Coordinate labeling data:
[start]
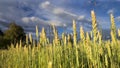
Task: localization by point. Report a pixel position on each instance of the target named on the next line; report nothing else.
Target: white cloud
(110, 11)
(25, 19)
(45, 4)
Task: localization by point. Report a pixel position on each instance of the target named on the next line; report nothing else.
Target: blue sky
(29, 13)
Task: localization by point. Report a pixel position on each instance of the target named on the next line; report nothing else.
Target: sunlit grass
(85, 53)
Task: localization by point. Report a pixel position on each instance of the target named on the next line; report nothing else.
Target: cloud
(45, 4)
(60, 16)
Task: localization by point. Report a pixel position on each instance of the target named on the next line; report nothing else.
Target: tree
(1, 33)
(15, 33)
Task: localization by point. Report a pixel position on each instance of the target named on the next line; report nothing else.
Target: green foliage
(82, 54)
(1, 33)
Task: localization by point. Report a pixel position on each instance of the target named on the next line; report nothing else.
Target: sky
(29, 13)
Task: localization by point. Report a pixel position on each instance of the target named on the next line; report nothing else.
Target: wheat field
(91, 51)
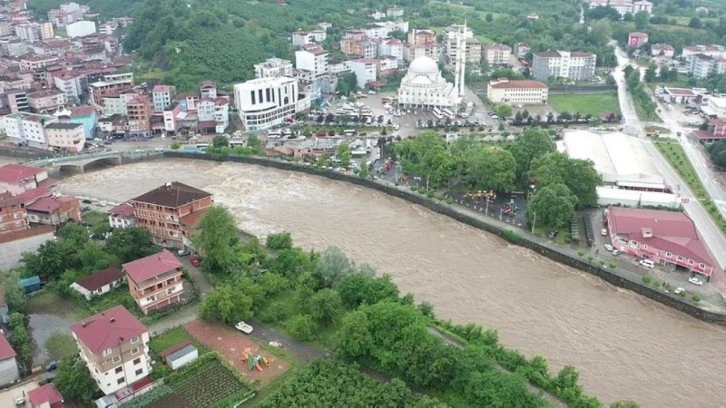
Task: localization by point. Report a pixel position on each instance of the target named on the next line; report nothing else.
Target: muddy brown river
(624, 345)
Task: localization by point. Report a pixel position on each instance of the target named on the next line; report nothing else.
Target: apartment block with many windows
(114, 346)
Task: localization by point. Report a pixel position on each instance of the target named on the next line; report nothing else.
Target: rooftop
(99, 279)
(172, 195)
(152, 266)
(107, 329)
(671, 231)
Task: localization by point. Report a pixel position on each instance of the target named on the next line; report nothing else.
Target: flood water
(624, 345)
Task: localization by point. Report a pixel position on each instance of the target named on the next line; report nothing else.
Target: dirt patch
(230, 344)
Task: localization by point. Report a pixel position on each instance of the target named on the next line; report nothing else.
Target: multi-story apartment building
(497, 54)
(155, 282)
(312, 58)
(273, 67)
(113, 83)
(47, 100)
(65, 136)
(114, 346)
(162, 95)
(162, 210)
(575, 65)
(13, 216)
(266, 102)
(517, 92)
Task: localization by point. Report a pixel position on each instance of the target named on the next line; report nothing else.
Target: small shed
(179, 355)
(31, 284)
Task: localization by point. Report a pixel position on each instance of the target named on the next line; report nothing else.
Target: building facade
(114, 346)
(155, 282)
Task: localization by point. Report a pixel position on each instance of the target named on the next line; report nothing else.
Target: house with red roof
(113, 344)
(17, 179)
(667, 238)
(121, 216)
(98, 283)
(8, 364)
(46, 396)
(54, 210)
(155, 282)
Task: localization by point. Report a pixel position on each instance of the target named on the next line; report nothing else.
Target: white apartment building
(365, 71)
(497, 54)
(312, 58)
(266, 102)
(575, 65)
(162, 96)
(273, 67)
(114, 346)
(517, 92)
(28, 128)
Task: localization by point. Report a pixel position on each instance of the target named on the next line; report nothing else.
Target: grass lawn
(593, 104)
(172, 338)
(673, 152)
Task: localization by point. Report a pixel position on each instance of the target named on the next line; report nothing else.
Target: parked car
(243, 327)
(694, 280)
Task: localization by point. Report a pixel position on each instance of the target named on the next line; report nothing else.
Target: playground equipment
(253, 362)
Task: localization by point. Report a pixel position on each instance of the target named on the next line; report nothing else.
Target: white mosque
(424, 87)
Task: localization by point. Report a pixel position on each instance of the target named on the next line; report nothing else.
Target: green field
(593, 104)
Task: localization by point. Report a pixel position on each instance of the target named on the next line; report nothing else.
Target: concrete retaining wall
(509, 235)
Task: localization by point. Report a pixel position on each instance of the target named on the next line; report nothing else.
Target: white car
(243, 327)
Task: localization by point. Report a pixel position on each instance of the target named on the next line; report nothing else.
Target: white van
(646, 263)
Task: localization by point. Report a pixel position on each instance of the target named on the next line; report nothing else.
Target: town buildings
(265, 102)
(114, 346)
(163, 210)
(98, 283)
(575, 65)
(667, 238)
(155, 282)
(517, 92)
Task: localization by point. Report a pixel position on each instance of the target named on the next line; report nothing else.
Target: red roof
(100, 279)
(46, 394)
(671, 231)
(107, 329)
(123, 210)
(151, 266)
(175, 348)
(16, 173)
(6, 350)
(49, 204)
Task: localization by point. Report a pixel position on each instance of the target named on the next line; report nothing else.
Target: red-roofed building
(18, 179)
(113, 345)
(46, 396)
(8, 364)
(122, 216)
(54, 210)
(98, 283)
(665, 237)
(155, 282)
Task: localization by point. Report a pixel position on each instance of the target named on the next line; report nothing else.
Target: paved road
(712, 235)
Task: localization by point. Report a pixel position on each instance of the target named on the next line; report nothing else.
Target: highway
(710, 233)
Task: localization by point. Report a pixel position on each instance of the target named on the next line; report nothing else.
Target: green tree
(302, 327)
(74, 381)
(343, 154)
(326, 306)
(216, 237)
(642, 20)
(227, 305)
(551, 206)
(279, 241)
(354, 337)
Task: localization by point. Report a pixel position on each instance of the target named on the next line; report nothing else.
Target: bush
(302, 327)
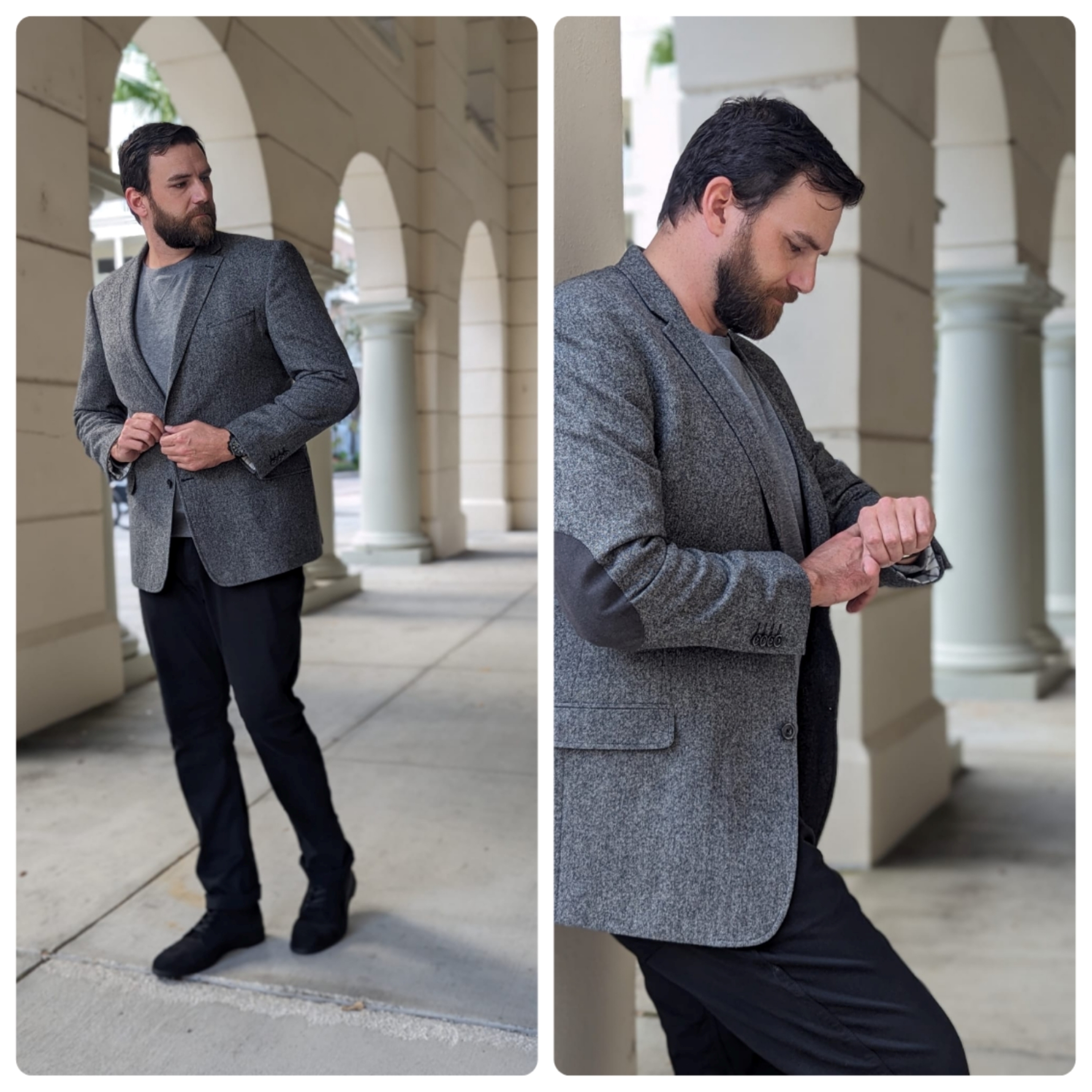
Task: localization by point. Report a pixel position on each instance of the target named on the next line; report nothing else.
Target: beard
(744, 305)
(186, 232)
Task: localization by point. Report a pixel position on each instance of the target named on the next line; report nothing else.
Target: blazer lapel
(128, 284)
(707, 368)
(207, 262)
(815, 504)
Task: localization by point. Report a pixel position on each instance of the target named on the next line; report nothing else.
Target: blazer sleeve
(99, 413)
(325, 388)
(620, 579)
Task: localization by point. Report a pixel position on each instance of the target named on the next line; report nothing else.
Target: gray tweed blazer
(256, 353)
(696, 689)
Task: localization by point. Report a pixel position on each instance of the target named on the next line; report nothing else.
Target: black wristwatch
(236, 448)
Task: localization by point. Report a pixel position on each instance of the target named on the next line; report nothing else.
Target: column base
(388, 555)
(1002, 686)
(325, 592)
(328, 567)
(138, 670)
(887, 784)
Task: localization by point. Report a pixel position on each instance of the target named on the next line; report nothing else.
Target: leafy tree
(150, 93)
(662, 52)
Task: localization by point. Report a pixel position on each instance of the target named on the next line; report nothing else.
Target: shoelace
(318, 898)
(205, 925)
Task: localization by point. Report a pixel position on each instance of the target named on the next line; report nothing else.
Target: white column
(594, 997)
(1041, 300)
(390, 478)
(327, 579)
(982, 616)
(1060, 433)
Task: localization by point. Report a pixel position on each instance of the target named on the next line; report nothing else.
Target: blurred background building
(399, 155)
(936, 356)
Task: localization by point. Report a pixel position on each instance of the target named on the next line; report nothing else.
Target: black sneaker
(324, 917)
(217, 934)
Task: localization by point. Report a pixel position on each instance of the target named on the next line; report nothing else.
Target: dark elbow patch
(593, 603)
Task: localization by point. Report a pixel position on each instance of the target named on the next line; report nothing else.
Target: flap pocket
(614, 728)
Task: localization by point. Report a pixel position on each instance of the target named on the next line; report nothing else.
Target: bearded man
(209, 363)
(703, 535)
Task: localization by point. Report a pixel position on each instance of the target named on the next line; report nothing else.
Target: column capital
(1062, 323)
(1010, 296)
(386, 317)
(325, 276)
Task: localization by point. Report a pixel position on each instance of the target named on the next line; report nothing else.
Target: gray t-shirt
(160, 298)
(779, 455)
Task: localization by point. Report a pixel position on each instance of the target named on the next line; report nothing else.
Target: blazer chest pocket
(614, 728)
(242, 319)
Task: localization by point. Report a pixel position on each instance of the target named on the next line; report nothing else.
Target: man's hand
(897, 529)
(141, 432)
(196, 446)
(841, 570)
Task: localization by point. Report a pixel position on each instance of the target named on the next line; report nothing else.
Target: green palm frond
(150, 92)
(662, 52)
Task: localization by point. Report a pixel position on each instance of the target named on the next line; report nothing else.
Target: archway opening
(482, 390)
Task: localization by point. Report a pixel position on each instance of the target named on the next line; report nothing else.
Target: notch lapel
(815, 504)
(125, 314)
(197, 292)
(682, 333)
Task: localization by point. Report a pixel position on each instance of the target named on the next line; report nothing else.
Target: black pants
(205, 639)
(827, 994)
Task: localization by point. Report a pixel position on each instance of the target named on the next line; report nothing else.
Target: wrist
(814, 581)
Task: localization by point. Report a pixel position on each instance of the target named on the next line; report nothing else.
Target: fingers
(925, 522)
(896, 528)
(860, 602)
(874, 535)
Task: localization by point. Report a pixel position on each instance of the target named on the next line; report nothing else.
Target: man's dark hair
(760, 146)
(142, 143)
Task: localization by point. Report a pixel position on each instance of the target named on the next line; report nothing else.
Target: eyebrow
(804, 237)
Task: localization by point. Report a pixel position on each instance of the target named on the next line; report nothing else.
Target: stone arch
(1064, 231)
(976, 177)
(209, 94)
(377, 231)
(482, 388)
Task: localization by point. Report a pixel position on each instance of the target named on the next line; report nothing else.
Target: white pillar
(1060, 433)
(982, 616)
(1041, 300)
(594, 998)
(390, 478)
(327, 579)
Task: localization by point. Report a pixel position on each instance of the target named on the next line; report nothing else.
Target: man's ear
(137, 202)
(717, 202)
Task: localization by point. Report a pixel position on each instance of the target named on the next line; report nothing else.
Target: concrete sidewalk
(422, 692)
(980, 899)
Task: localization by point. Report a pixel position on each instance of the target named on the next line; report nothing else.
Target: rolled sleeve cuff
(924, 570)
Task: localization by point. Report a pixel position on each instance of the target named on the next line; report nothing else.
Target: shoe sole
(177, 978)
(315, 951)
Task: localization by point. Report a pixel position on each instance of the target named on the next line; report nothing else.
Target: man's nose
(803, 280)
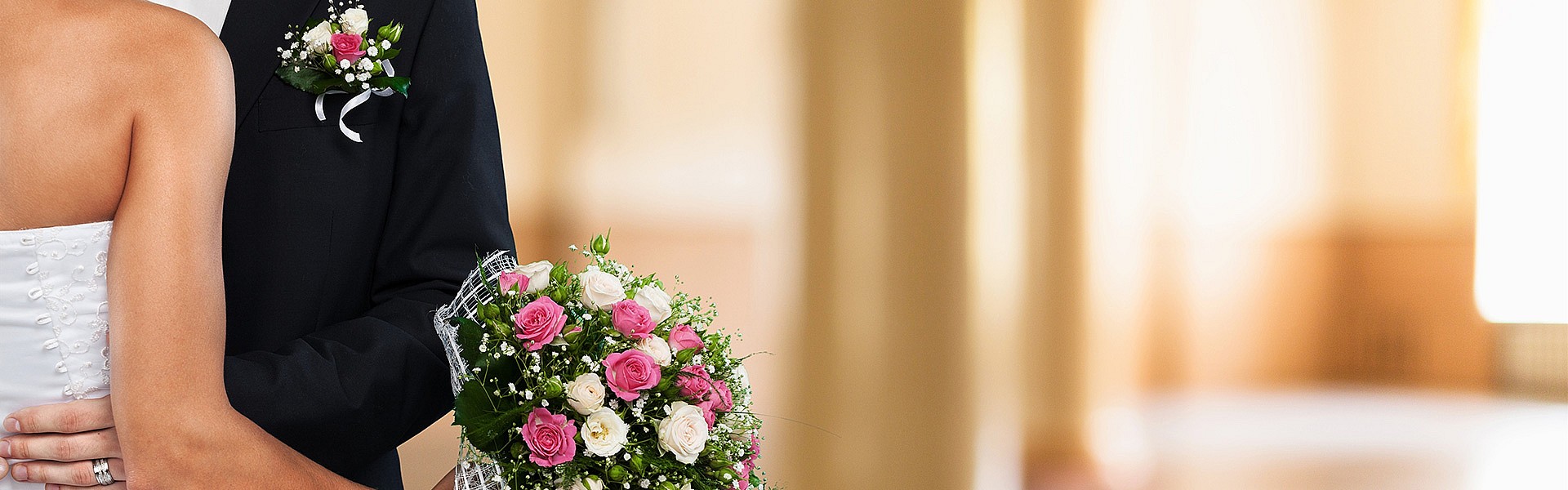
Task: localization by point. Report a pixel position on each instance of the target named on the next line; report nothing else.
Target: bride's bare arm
(167, 294)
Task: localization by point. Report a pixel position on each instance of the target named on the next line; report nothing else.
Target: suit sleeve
(353, 391)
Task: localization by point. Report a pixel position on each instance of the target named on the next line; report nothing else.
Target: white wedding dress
(54, 318)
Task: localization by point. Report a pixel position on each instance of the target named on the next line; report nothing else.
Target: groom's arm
(356, 390)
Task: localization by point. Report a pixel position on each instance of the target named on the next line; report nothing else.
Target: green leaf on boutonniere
(397, 83)
(311, 81)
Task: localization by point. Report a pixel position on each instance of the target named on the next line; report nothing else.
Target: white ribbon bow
(361, 98)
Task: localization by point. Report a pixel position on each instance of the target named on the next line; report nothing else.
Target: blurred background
(1079, 244)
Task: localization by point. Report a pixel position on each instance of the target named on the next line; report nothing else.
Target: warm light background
(1024, 244)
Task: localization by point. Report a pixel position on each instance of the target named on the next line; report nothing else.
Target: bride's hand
(61, 440)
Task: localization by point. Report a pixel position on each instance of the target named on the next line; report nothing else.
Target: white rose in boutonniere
(354, 20)
(684, 432)
(586, 393)
(656, 301)
(601, 287)
(538, 275)
(318, 38)
(341, 56)
(604, 432)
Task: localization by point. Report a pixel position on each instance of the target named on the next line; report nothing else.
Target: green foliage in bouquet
(552, 359)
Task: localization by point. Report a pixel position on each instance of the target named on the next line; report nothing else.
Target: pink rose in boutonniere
(339, 56)
(347, 47)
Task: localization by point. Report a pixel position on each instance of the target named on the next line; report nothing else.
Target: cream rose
(586, 393)
(318, 38)
(656, 301)
(538, 275)
(745, 384)
(657, 349)
(684, 432)
(604, 432)
(354, 20)
(601, 287)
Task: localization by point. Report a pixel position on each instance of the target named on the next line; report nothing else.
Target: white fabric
(209, 11)
(54, 318)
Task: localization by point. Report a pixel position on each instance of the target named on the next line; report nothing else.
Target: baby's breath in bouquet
(593, 381)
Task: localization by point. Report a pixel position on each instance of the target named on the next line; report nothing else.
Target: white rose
(604, 432)
(538, 275)
(684, 432)
(656, 347)
(656, 301)
(354, 20)
(601, 289)
(586, 393)
(745, 384)
(591, 483)
(318, 38)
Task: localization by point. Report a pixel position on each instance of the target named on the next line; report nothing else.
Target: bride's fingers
(69, 474)
(63, 447)
(71, 416)
(117, 486)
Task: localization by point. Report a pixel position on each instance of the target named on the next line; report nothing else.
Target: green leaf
(306, 79)
(470, 335)
(397, 83)
(483, 425)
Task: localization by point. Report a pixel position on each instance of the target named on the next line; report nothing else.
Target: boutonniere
(337, 56)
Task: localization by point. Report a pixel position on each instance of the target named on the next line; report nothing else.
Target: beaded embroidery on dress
(54, 318)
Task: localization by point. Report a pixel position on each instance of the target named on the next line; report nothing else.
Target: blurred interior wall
(886, 362)
(1242, 195)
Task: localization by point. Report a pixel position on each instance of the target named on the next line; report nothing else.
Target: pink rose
(683, 338)
(693, 382)
(513, 278)
(345, 47)
(630, 319)
(629, 372)
(750, 464)
(538, 323)
(550, 439)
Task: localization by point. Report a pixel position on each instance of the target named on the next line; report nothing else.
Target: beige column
(883, 360)
(1056, 332)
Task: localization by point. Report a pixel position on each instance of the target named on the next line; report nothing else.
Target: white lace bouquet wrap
(591, 381)
(474, 470)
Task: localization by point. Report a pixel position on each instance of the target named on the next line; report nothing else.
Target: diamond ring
(100, 471)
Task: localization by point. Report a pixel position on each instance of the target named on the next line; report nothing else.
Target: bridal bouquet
(595, 381)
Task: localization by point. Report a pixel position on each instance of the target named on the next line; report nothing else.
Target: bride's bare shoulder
(129, 35)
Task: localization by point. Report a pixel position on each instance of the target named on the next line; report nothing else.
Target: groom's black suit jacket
(336, 253)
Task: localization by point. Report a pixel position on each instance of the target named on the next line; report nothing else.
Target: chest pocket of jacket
(286, 107)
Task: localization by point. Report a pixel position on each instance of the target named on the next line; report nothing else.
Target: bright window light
(1521, 154)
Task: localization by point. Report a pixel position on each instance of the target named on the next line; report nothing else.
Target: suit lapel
(253, 32)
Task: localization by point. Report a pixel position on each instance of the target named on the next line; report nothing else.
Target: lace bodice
(54, 314)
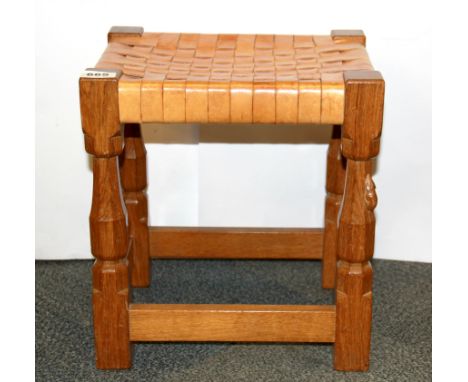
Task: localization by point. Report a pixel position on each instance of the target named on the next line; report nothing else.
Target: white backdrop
(215, 176)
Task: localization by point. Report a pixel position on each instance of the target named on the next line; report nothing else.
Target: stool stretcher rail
(236, 243)
(232, 323)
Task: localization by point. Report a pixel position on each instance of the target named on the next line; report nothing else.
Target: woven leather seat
(198, 78)
(195, 78)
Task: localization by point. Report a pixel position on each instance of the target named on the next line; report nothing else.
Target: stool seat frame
(123, 244)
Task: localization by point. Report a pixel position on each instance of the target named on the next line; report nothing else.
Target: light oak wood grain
(239, 323)
(236, 243)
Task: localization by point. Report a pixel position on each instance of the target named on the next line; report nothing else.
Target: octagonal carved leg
(336, 170)
(133, 178)
(360, 139)
(108, 227)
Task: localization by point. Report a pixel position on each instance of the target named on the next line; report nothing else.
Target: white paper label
(98, 74)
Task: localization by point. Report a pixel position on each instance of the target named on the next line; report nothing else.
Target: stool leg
(364, 92)
(336, 170)
(133, 179)
(109, 241)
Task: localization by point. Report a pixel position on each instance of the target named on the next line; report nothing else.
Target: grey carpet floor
(401, 337)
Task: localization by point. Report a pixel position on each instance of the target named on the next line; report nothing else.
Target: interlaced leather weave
(200, 78)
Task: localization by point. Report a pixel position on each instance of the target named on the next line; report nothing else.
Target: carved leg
(133, 178)
(109, 242)
(360, 142)
(336, 170)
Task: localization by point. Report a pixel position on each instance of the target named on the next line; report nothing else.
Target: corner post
(364, 98)
(133, 178)
(109, 241)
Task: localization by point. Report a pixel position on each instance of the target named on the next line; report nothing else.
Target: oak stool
(266, 79)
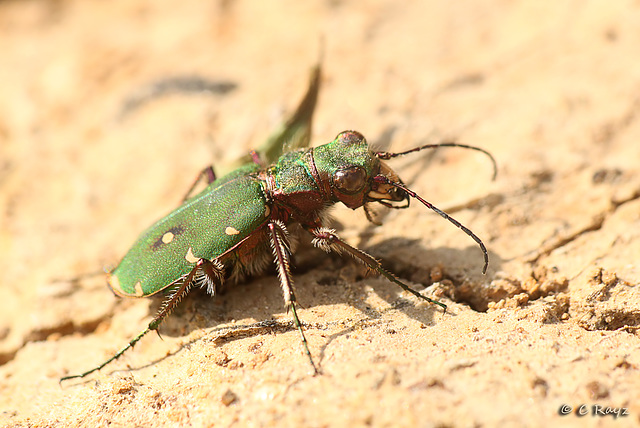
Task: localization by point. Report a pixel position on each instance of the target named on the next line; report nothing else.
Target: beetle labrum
(240, 221)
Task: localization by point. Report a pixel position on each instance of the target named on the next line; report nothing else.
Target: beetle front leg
(281, 252)
(327, 240)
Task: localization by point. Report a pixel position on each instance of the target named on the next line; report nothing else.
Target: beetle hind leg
(210, 275)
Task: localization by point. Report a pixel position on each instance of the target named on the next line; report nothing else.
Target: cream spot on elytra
(231, 231)
(167, 237)
(190, 257)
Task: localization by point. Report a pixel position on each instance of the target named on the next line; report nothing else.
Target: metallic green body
(205, 226)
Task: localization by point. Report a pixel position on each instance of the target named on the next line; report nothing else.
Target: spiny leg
(281, 253)
(208, 269)
(327, 240)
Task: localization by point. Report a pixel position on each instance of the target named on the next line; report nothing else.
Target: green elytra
(239, 221)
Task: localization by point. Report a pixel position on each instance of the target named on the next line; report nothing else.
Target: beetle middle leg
(327, 240)
(281, 252)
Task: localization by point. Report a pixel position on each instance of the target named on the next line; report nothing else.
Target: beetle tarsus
(281, 253)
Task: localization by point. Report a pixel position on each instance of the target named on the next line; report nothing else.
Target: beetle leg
(327, 240)
(169, 305)
(281, 252)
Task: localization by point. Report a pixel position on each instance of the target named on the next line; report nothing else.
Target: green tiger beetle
(240, 221)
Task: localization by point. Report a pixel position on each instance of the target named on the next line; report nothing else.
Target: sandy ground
(550, 88)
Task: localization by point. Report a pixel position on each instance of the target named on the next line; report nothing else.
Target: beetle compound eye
(350, 137)
(350, 180)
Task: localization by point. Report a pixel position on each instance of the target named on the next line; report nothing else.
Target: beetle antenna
(389, 155)
(386, 180)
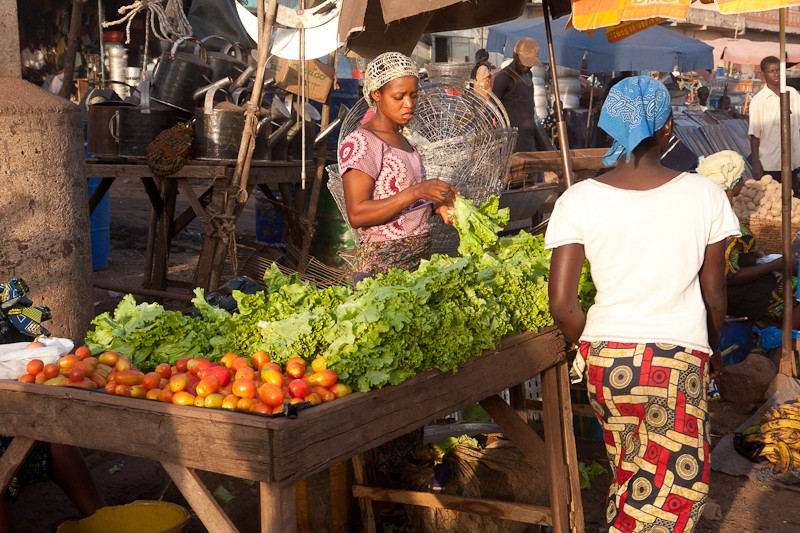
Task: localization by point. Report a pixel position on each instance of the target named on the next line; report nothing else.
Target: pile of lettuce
(384, 331)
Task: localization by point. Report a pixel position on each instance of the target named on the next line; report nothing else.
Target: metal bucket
(136, 127)
(179, 74)
(218, 131)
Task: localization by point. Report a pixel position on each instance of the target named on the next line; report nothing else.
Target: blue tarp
(654, 48)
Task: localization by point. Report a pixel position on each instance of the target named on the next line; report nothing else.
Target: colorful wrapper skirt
(651, 402)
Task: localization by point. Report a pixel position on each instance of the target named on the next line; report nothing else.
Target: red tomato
(34, 366)
(270, 394)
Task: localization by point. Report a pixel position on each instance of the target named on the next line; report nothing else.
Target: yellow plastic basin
(141, 516)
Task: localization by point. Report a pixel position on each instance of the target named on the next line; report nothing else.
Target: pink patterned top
(393, 170)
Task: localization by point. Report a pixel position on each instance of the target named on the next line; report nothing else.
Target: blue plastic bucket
(100, 225)
(740, 333)
(269, 223)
[end]
● **The request**
Count the lines in the data above that contain the string "bucket", treating case as significant. Reply with the number alone.

● **Result for this task**
2